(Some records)

=-=-=

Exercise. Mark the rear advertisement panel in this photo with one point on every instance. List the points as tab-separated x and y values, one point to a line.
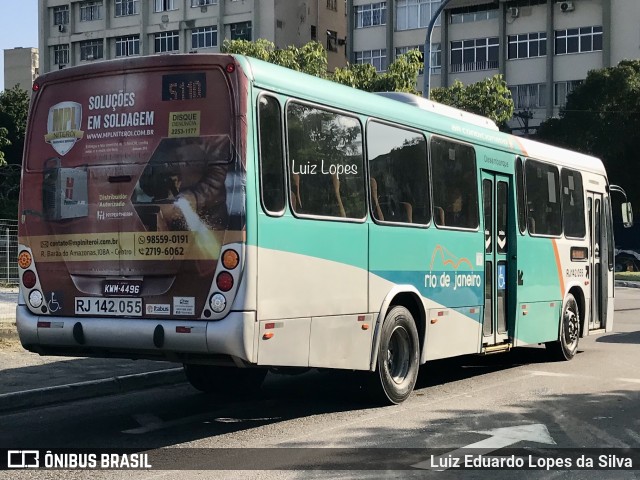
132	183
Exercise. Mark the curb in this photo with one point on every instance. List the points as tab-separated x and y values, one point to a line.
94	388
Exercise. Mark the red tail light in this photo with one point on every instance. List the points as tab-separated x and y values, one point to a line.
224	281
29	279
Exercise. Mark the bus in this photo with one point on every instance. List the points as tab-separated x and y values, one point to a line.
238	217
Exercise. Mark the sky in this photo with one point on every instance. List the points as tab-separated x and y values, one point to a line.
18	27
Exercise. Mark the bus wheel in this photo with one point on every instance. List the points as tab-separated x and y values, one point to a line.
397	356
567	346
228	381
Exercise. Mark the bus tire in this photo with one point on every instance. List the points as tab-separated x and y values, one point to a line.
398	356
229	381
567	346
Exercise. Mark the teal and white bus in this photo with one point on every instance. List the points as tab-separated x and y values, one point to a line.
235	217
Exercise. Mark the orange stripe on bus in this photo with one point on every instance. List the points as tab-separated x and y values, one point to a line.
559	267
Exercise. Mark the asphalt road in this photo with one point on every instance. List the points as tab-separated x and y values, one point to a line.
518	400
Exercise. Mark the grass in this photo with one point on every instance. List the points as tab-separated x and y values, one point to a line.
633	276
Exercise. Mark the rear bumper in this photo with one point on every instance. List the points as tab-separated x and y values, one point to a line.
230	340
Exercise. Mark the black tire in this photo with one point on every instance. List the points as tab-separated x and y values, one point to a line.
567	346
228	381
398	357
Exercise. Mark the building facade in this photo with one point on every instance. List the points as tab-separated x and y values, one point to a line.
76	31
20	67
544	48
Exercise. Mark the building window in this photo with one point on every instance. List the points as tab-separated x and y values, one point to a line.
561	90
61	54
61	15
164	5
128	46
91	50
377	58
241	31
204	37
399	174
474	55
370	15
527	45
332	41
578	40
90	11
127	7
435	55
532	95
167	42
415	13
474	14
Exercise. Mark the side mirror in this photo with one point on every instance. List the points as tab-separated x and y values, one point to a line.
627	215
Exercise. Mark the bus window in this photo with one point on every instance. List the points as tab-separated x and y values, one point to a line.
543	198
325	163
572	204
399	174
522	217
271	155
455	190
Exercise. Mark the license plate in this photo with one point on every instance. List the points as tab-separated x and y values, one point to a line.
122	288
111	306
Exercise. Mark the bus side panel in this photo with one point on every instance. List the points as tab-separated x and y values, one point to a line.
312	286
443	266
540	291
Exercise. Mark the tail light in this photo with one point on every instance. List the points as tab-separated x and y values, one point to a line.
224	281
230	259
29	279
24	259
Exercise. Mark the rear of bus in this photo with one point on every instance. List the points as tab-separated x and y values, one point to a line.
132	211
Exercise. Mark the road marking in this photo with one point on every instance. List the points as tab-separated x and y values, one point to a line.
633	435
151	423
540	373
631	380
499	438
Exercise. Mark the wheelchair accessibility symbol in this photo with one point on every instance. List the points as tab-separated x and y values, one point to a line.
502	277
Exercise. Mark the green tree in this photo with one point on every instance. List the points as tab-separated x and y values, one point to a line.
311	58
401	75
14	107
602	118
490	98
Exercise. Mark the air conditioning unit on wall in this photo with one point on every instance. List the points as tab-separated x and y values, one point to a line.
567	7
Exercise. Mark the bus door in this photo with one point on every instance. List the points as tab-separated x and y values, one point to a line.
598	271
496	207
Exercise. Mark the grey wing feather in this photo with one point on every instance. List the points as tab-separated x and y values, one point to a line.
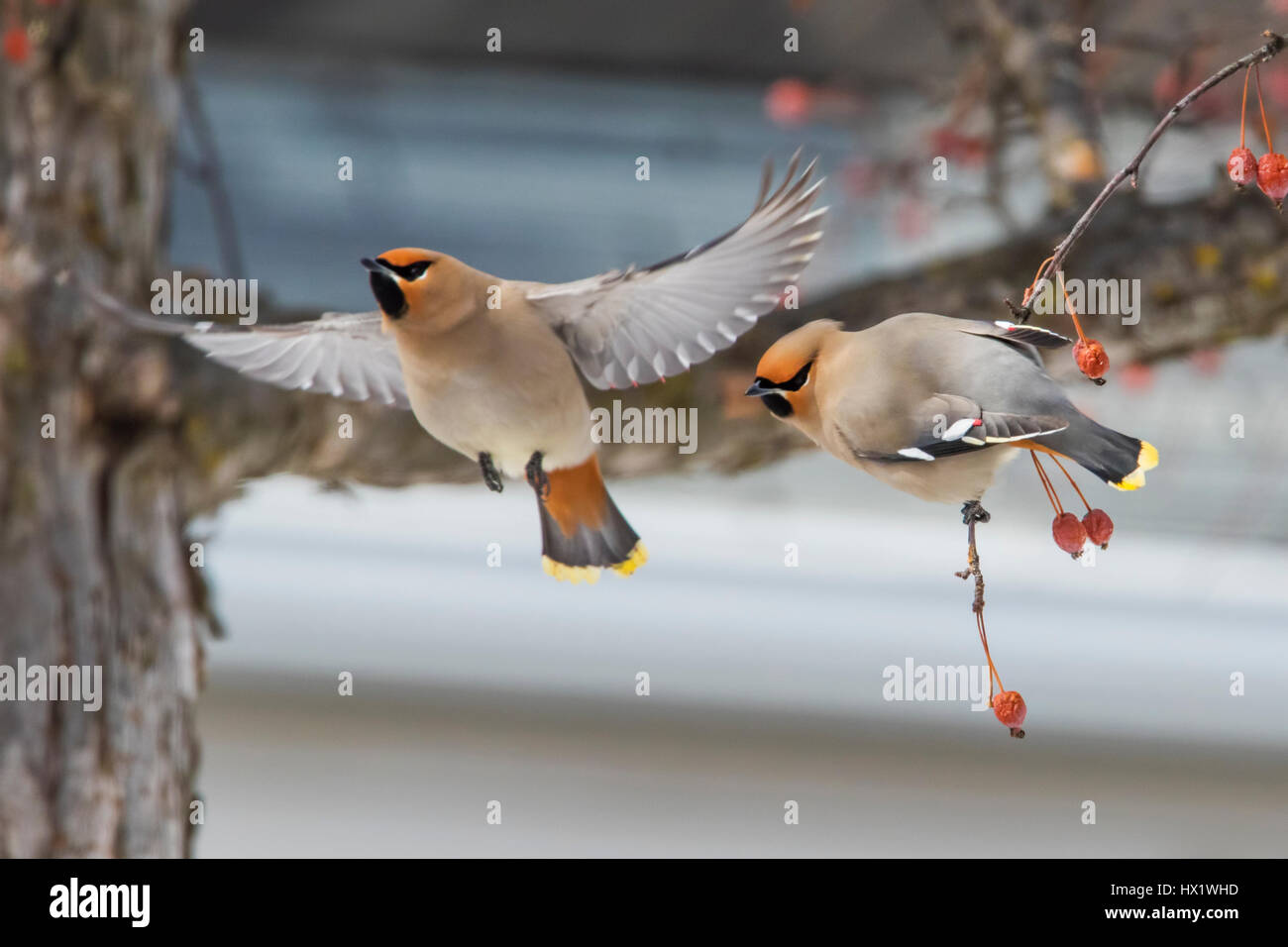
635	326
344	355
948	424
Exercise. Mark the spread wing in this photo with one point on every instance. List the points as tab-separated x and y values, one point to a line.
640	325
344	355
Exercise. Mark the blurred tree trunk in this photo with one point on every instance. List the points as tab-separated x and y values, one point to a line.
93	565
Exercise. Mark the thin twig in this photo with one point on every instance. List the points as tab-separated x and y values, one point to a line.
1274	44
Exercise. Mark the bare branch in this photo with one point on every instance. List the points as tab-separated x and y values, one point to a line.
1274	44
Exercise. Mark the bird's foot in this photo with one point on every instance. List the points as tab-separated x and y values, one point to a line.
537	478
490	476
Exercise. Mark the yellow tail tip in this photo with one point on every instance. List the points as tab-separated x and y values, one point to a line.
570	574
590	574
1145	460
638	557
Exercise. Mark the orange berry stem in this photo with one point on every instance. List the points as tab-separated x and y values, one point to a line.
1072	482
1028	292
1243	108
1265	124
992	668
1051	495
1073	312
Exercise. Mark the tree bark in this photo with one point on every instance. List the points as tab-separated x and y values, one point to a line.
93	565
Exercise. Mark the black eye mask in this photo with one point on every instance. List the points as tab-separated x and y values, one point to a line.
390	299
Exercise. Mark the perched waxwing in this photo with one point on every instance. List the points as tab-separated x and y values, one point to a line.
487	365
934	405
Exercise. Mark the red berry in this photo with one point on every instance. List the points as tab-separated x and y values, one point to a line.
790	102
1009	707
16	46
1091	357
1069	534
1273	176
1241	166
1099	527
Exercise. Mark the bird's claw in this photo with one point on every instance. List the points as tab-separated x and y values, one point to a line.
537	478
490	476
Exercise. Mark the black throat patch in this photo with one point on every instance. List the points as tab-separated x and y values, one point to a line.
778	405
390	298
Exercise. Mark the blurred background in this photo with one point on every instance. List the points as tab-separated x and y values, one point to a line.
475	684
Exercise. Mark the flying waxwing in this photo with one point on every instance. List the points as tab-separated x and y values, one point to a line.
485	364
928	403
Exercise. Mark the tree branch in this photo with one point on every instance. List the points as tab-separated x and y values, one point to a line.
1274	44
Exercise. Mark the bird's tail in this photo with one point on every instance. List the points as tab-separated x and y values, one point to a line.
1117	459
581	527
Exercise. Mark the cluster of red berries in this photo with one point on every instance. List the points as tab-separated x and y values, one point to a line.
1072	534
1269	172
1069	532
1009	707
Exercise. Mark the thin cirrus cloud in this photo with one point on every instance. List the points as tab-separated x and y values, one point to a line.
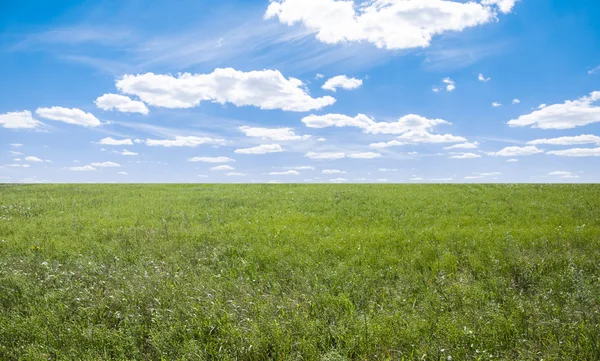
580	139
577	152
343	82
277	134
181	141
568	115
398	25
72	116
211	159
517	151
261	149
265	89
19	120
121	103
112	141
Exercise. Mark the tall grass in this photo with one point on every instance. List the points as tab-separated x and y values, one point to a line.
293	272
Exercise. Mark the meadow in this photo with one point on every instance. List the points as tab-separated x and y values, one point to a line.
299	272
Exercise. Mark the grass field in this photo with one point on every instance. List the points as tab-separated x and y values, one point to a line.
294	272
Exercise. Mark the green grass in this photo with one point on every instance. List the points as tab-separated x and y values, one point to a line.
291	272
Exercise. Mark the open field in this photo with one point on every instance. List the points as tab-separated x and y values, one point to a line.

=-=-=

Task instructions: Return all of the records above word for word, leaving out the pictures.

Answer to the task:
Exercise. Mark the rear advertisement panel in this photo with one point on every instance. List the points as tab-separated x and y values, one point to a line.
132	183
Exercise. Mark the curb in this photo with one point on every instance. List the points as tab-separated x and y values, one point to a line.
94	388
Exercise. Mark the red tail light in this photo with one point on every instance. List the points as tab-separated x and y values, one point to a line.
224	281
29	279
Exercise. Mark the bus in this photo with one point on every instance. List the points as tab-separated x and y values, one point to a line.
238	217
Exercise. Mark the sky in this photo with one point on every instance. List the points as tab-separated x and y values, one point to a line.
18	27
Exercise. Mark the bus wheel in this photo with one point on every instance. List the points as tab-separated x and y values, one point to a line.
397	356
567	346
228	381
Exercise. Mark the bus tire in this photo with one point on every instance. List the points as tab-separated x and y values, one point to a line.
398	356
229	381
567	346
Exercise. Mark the teal and white bus in this photo with one point on every instance. List the points as tab-separated x and y values, one point to a line.
235	217
Exercise. Mark the orange stripe on bus in this photo with one point on every instance. List the points as tab-separated x and y values, one point to a line.
559	267
Exercise. Mark the asphalt road in this photo with one point on every instance. List the points as tab-separated x and y values, one point to a line.
518	400
Exercise. Mark the grass in this photo with one point on every instance. List the points as tab-separated x and y values, one point to a line.
633	276
Exercise. Mark the rear bumper in this photo with one point on every instance. List the points as tab-separated x and y values, one point to a line.
230	340
Exercise. Mark the black tire in this photo with one point on every instance. List the points as tab-separated x and y values, one point to a line.
567	346
228	381
398	357
Exercise. Mark the building facade in this photo with one point on every instance. List the points as tab-separated x and y values, one point to a line.
76	31
20	67
544	48
Exercise. Mark the building window in this photo with one point on every instance. List the points as tab-separated x and y values, one point to a line.
561	90
61	54
61	15
164	5
128	46
91	50
377	58
241	31
204	37
399	174
474	55
370	15
527	45
332	41
578	40
90	11
127	7
435	55
532	95
167	42
415	13
474	14
Exercise. Mark the side mirror in this photo with one point on every instance. List the points as tab-separated x and y values, one point to a line.
627	215
Exercise. Mark the bus window in this photo with one point on every instance. List the points as tab-separated x and y values, one point to a line.
543	198
325	163
572	204
399	174
522	217
271	155
455	190
Exercise. Mark the license plate in this photo with one point on every instance. List the points as tab-separated x and y values, one point to a line.
122	288
111	306
Exercise. Mark the bus side panel in this photo with one point on every instance. List the points as tab-separated x and y values, one point to a line.
312	286
443	266
540	291
Exercise. Mark the tail light in this photo with one point on every instance. List the points as tab-separated x and y values, one point to a line.
224	281
230	259
29	279
24	259
Exercise. Mark the rear of bus in this photo with one point on every instance. List the points as tab-separated x and y values, one point to a line.
132	211
Exercise. Mark the road marking in this photo with one point on every instance. List the points as tab-separated x and y values, one point to a line.
633	435
151	423
540	373
631	380
499	438
Exercise. Mark the wheelchair accessibility symbol in this photo with one point on every instance. List the points as tab-separated x and y values, one point to a line.
502	277
Exercise. Mark the green tree in this photo with one point on every instance. List the points as tab-separated x and y values, one point to a line.
311	58
401	75
14	107
602	118
490	98
Exercise. Mark the air conditioning unit on wall in this photo with one point on every instance. List the points as tab-separated x and y values, one point to a line.
567	7
Exercise. Mark the bus door in this photo with one point on every instance. List the points as tab-separated x and y values, one point to a line.
598	271
496	207
Exercise. Mark the grey wing feather in this photo with one point on every instance. List the points as tab-separated x and y values, one point to a line.
635	326
344	355
948	424
Exercise. Mark the spread wing in this photo with one point on every instance. List the points as tab-separated x and y values, one point to a line.
640	325
344	355
Exercise. Mark the blurred tree trunk in this photo with one point on every instance. List the points as tab-separated x and y values, one point to a line.
93	565
Exercise. Mark the thin twig in this photo with one point on every instance. List the points as tab-separated x and y values, one point to a line.
1274	44
Exercise. Mark the bare branch in this photo with one point on every instance. List the points as tab-separated x and y values, one point to a line.
1274	44
Exercise. Mark the bird's foot in this photo with one point on every instance. List the points as tab-separated x and y values, one point to a line.
537	478
490	476
Exercise. Mark the yellow tail tip in this photo with one point on every instance. List the points as tab-separated x and y values, one point to a line.
570	574
590	574
1145	460
638	557
Exercise. Mark the orange berry stem in this photo with one point on every instance. List the points as tab-separated x and y values, one point to a line.
1072	482
1028	292
1243	108
1265	124
992	668
1051	495
1073	312
Exercise. Mark the tree bark in this photo with one point on every instance. List the points as tab-separated x and y values, one point to a line.
93	565
Exercise. Mark the black eye mask in this photo with one point on every instance. List the points as tab-separated x and y values, one point to a line.
390	299
Exercise. Mark the perched waxwing in this photo with one point on every instance. List the points as tab-separated x and y values, one point to a line.
487	365
934	405
Exercise. Mark the red berry in this photo with one point on every instance. List the points as tab-separated x and y values, one point to a line.
790	102
1009	707
16	46
1091	357
1069	534
1273	176
1241	166
1099	527
Exercise. Mark the bird's claw in this photo with one point on every instance. List the points as tab-separated x and y values, one point to a line.
537	478
490	476
Exercise. Mark the black throat patch in this photo with one point on every instance. List the points as tab-separated x and y values, one point to a line.
778	405
390	298
Exercise. Mark the blurred background in this photo with one point on every instance. List the points as tab-separated x and y values, one point to a line.
475	684
Exercise. Mark the flying waxwing in this photo with one point on every instance. List the points as tab-separated x and y values, one point to a line.
485	364
928	403
Exercise. Mark the tree branch in this photo with one point on every instance. List the points as tab-separated x and y values, one point to a line.
1274	44
Exercise. Mark the bird's tail in this photo with one point on every instance. List the points as tab-separated x and y values, one point to a line.
1117	459
581	527
Exercise. Mark the cluster of red berries in this photo with one point on every instance. List the points as tab-separated x and y values, one point to a line.
1072	534
1269	172
1069	532
1009	707
Exercise. Mark the thin cirrus cloud in this photo with one point on every instance. List the points as tab-separated x and y values, one point to a line.
580	139
577	152
343	82
277	134
181	141
568	115
398	25
72	116
211	159
517	151
261	149
265	89
19	120
121	103
112	141
Exercise. Mark the tall grass in this photo with one point on every instance. List the points as tab-separated x and y values, one point to a line.
293	272
Exercise. Mark the meadow in this photo with one point on every instance. List the points as tab-separated x and y values, one point to a line.
299	272
Exercise. Mark the grass field in this photo with one point on every instance. List the points as tab-separated x and y values, one point to a line.
294	272
Exercise. Mark the green grass in this photo with one point on every instance. List the points as tab-separated x and y values, one point to a line.
291	272
Exercise. Mark the open field in this photo with one point on every instance. List the points as tab-separated x and y values, one point to a line.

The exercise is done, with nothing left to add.